§ **Exercise goal**
In the winter reads post below, what makes the writer unsure whether winter is ending? Answer in one to three sentences.

— START Extract to read —

Winter Reads: Claire Tomalin, Daniel Woodrell & Picture Books

Mid-February approaches and we’re wondering if the snowdrops and primroses emerging here in the South of England mean that it will be farewell to winter soon, or if the cold weather will return as rumoured. (Punxsutawney Phil didn’t see his shadow, but that early-spring prediction is only valid for the USA, right?) I didn’t manage to read many seasonal books this year, but I did pick up several short works with “Winter” in the title: a little-known biographical play from a respected author, a gritty Southern Gothic novella made famous through a Jennifer Lawrence film, and two picture books I picked up at the library last week.

 

The Winter Wife by Claire Tomalin (1991)

— END Extract to read —
— START Supplied records —

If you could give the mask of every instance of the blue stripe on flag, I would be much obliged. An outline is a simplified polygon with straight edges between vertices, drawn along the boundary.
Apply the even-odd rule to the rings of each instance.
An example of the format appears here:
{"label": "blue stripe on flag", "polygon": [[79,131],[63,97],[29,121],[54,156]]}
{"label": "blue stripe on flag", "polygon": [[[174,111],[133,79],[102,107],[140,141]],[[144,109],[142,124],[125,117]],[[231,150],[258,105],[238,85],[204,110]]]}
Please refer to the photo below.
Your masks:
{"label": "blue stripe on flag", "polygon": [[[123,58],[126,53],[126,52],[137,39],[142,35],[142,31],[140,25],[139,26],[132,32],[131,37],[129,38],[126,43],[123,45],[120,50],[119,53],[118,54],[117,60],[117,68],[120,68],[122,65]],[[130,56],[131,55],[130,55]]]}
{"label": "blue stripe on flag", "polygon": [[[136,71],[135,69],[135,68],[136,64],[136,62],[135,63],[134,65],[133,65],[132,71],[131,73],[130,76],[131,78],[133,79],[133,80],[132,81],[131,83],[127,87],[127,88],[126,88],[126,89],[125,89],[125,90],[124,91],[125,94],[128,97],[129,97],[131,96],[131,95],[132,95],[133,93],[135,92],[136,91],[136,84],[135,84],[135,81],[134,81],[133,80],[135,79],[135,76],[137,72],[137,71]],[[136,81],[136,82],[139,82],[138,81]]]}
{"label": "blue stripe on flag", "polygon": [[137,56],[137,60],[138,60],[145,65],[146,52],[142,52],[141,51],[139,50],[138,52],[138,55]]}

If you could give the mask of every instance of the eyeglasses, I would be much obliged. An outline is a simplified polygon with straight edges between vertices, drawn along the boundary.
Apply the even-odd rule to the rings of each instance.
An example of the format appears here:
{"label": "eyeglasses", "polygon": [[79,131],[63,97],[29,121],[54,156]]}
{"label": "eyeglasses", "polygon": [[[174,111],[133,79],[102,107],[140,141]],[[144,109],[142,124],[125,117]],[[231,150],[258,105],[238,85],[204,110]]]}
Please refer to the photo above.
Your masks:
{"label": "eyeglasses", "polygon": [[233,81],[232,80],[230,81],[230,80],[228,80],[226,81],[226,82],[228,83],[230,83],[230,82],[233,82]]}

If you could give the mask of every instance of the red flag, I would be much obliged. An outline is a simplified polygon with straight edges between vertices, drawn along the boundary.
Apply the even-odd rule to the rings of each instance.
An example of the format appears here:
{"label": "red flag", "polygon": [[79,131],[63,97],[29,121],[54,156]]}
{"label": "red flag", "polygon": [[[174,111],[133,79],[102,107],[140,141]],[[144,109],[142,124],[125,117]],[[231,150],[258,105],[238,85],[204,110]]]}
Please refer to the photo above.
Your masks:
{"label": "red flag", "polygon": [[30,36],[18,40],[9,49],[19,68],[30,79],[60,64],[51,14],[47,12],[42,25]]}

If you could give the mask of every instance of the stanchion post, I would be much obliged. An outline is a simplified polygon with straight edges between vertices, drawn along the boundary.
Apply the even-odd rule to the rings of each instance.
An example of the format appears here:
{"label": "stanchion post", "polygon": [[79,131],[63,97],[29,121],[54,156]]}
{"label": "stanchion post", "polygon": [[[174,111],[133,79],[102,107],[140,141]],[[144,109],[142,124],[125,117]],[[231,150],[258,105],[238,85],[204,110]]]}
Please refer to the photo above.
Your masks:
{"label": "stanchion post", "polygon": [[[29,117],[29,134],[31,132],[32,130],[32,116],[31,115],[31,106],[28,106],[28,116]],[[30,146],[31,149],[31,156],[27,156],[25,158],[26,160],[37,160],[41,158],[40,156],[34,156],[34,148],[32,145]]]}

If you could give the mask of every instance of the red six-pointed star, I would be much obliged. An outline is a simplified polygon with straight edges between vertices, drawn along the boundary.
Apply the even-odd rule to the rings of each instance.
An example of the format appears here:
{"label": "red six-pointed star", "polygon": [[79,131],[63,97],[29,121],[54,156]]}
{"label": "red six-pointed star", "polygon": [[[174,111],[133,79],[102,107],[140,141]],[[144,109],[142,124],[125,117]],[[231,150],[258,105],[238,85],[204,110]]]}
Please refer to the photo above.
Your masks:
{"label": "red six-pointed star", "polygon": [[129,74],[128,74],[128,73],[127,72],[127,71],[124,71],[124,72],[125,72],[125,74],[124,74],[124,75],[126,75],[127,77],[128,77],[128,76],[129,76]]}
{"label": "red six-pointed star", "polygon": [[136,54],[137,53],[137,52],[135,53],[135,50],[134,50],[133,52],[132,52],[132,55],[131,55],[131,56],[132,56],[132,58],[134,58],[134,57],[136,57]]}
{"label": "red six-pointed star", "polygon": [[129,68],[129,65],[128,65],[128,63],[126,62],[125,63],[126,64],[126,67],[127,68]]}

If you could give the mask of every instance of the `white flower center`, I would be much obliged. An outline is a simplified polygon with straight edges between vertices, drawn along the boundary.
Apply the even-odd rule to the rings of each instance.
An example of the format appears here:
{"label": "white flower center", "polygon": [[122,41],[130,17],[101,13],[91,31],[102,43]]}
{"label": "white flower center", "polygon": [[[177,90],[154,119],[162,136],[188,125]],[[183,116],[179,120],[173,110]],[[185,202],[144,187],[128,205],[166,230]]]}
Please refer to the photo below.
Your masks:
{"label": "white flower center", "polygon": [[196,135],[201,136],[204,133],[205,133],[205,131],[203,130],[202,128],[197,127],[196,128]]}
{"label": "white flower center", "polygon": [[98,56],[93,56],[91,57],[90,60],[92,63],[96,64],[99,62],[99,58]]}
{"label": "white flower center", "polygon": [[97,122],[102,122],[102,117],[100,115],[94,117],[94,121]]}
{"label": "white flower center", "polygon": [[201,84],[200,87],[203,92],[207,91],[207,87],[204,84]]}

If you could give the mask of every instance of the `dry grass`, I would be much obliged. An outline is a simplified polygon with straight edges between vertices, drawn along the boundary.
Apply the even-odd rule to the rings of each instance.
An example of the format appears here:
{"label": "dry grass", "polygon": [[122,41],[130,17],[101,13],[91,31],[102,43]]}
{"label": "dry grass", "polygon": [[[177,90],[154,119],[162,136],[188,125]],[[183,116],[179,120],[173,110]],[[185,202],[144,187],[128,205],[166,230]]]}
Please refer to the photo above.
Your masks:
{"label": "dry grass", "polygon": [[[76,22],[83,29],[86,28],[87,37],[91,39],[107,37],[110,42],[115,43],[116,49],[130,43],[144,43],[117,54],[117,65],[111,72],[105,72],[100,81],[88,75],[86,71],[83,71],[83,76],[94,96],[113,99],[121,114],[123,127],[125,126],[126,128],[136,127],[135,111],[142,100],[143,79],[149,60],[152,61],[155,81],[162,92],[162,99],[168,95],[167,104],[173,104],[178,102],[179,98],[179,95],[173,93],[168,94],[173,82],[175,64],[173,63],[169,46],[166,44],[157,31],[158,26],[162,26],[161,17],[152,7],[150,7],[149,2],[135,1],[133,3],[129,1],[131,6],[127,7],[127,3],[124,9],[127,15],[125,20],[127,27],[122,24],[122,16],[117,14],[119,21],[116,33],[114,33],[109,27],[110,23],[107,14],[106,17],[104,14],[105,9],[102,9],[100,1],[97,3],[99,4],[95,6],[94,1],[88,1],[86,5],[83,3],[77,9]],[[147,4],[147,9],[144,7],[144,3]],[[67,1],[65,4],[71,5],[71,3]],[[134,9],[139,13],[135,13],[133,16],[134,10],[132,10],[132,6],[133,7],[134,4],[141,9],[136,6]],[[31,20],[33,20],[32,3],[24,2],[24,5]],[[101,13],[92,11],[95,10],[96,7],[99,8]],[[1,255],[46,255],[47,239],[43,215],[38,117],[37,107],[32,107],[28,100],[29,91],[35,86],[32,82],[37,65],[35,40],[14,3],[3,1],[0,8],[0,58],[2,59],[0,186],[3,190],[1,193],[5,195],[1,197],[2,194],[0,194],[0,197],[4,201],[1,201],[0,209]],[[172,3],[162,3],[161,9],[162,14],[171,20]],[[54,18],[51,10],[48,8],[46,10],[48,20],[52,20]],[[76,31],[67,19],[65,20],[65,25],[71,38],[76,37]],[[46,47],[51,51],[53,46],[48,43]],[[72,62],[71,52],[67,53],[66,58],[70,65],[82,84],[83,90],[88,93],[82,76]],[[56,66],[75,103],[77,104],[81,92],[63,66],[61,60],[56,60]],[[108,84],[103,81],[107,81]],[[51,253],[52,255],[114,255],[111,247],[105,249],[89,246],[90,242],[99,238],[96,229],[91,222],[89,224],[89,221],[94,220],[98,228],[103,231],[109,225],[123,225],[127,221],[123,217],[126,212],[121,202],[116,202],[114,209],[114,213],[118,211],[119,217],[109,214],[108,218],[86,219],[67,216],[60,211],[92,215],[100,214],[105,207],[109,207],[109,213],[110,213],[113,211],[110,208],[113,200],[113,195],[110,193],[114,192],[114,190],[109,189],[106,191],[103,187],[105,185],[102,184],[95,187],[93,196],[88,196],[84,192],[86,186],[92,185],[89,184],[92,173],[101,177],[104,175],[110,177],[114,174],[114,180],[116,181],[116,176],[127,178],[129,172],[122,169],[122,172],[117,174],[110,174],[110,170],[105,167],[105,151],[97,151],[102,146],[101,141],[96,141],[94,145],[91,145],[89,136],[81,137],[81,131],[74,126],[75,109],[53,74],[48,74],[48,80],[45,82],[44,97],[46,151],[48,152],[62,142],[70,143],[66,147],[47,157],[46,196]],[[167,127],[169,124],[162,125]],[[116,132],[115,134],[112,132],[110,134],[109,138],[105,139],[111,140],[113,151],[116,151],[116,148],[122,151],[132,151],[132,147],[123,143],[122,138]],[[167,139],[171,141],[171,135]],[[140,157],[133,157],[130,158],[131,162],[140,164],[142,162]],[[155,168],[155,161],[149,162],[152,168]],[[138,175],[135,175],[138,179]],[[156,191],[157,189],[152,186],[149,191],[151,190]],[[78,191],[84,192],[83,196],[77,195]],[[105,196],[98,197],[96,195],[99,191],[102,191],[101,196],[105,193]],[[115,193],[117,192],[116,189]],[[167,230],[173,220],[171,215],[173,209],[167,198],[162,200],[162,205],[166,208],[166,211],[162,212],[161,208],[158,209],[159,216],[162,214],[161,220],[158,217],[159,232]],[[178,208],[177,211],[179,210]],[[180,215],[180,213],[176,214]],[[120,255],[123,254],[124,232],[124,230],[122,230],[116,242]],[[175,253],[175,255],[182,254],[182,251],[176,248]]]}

— END Supplied records —

§ **Exercise answer**
Snowdrops and primroses are emerging in the South of England, which suggests winter may soon be over. But there are rumors that the cold weather will return.